Goal 1:
Rename "shrub" to "bush" in everything from the start of the listing down to the line containing "[83,455,270,497]", and return those lines with nothing else altered.

Source extract:
We might conclude that such an individual is awash in hypocrisy. Wallis, of course, sees himself as neither a hypocrite nor a cynic. He is, after all, a man of hope. And such a man cannot possibly be a cynic. Or so Wallis presumes. Now he may be hopeful that his third way will prevail. But it cannot help his case to deny hope to others -— especially those to his right. Or to presume that those on the Republican right are less moral than he is. But that’s exactly what he does presume as he accuses the Bush administration of cynically pretending that they are liberating Iraq (even as they pursue “empire” in the Middle East) or cynically seeking the votes of pro-lifers (even though they have no intention of actually doing anything to end abortion).

Is Jim Wallis even-handed in his presumption of immorality? In a word, no. The religious right is immoral; the secular left is misguided. The Republican party pursues immoral policies; Democrats pursue failed policies. And so on.

Of course, those on the right are redeemable, but only if they convert. (Those on the left need not convert; save for abortion, where moderation and a charge of heart are in order, they’ve already got most of it right.)

Ah, that ever-illusive, ever-seductive third way. Admittedly, it is appealing. It was that to G.K. Chesterton; and it is that to Jim Wallis. The problem is that Wallis’s third way is a far cry from Chesterton’s distributism. It’s also a far cry from anything that might appeal to any significant number of American voters. What it amounts to is a defense of the welfare state that cozies up to socialism and a call for a multilateral foreign policy that is indistinguishable from pacifism.

Goal 2:
Translate this sentence from the essay on Jim Wallis into Spanish: "The religious right is immoral; the secular left is misguided."

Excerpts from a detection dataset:

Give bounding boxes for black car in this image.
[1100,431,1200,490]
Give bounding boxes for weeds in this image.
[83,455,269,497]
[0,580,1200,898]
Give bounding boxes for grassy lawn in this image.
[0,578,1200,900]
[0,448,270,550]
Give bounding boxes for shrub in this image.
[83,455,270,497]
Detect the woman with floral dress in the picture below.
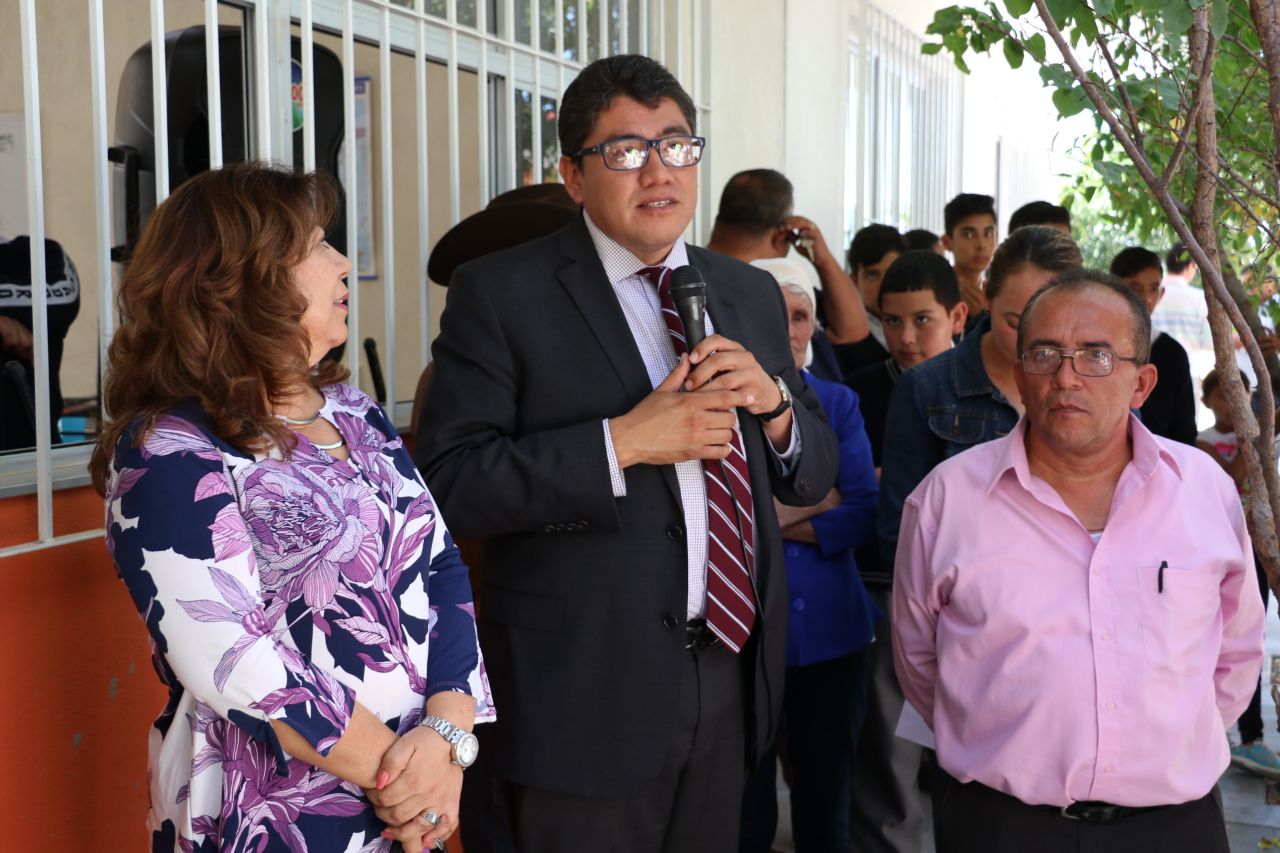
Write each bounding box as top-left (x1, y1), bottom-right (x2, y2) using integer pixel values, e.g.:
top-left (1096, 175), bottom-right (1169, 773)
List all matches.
top-left (90, 164), bottom-right (494, 853)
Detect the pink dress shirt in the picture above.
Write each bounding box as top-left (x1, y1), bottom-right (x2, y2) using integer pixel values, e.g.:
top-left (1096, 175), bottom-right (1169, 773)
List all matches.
top-left (893, 418), bottom-right (1263, 806)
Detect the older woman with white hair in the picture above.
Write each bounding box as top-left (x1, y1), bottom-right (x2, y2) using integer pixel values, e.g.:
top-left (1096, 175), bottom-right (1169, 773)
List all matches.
top-left (741, 259), bottom-right (879, 853)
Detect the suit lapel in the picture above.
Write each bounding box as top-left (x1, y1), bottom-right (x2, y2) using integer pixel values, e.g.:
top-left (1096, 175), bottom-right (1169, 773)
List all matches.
top-left (558, 216), bottom-right (681, 503)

Problem solution 1:
Give bounding boxes for black car in this image.
[1100,431,1200,490]
Give bounding boxes for weeds in this image.
[83,455,269,497]
[0,580,1200,898]
Give bounding boxes for grassy lawn in this image.
[0,578,1200,900]
[0,448,270,550]
Give bounding boxes for bush in this image.
[83,455,270,497]

Problem solution 2:
La derecha religiosa es inmoral; la izquierda secular está equivocada.